Exercise brief:
Pick out each line of the listing below that contains the word "short" and copy those lines.

Material for this task:
################

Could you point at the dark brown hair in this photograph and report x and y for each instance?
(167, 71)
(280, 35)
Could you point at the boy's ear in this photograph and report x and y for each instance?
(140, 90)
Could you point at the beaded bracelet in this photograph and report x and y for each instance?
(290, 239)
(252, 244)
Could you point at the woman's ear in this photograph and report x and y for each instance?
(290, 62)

################

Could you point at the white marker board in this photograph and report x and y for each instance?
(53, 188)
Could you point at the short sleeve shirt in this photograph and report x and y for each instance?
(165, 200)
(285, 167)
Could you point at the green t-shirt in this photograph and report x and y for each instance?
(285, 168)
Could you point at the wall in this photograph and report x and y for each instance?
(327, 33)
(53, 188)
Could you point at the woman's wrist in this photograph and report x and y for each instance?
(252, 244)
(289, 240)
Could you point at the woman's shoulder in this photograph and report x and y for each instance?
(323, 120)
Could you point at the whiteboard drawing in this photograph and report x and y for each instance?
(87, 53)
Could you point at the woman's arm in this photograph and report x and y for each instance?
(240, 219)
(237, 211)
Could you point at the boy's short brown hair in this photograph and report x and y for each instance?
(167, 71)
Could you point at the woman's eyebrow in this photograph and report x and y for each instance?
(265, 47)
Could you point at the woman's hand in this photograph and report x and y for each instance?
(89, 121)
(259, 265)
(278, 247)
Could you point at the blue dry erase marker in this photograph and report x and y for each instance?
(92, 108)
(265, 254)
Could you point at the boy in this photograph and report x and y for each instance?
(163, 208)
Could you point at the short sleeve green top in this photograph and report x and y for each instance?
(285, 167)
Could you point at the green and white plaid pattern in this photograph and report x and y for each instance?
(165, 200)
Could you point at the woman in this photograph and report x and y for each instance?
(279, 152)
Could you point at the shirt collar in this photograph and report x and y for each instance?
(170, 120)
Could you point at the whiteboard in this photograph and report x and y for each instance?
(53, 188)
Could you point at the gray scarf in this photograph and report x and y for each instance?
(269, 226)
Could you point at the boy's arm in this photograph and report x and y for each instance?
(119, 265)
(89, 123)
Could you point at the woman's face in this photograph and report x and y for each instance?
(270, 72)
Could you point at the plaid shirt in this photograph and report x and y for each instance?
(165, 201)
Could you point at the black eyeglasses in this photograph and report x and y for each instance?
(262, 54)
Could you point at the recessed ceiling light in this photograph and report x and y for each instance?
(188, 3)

################

Exercise result:
Could you point at the short sleeve shirt in this photograph and report x and y for each instance?
Could you point at the boy's short brown hair in this photograph and report x and y for each instance?
Could you point at the short sleeve green top in this photograph and report x and y for each instance?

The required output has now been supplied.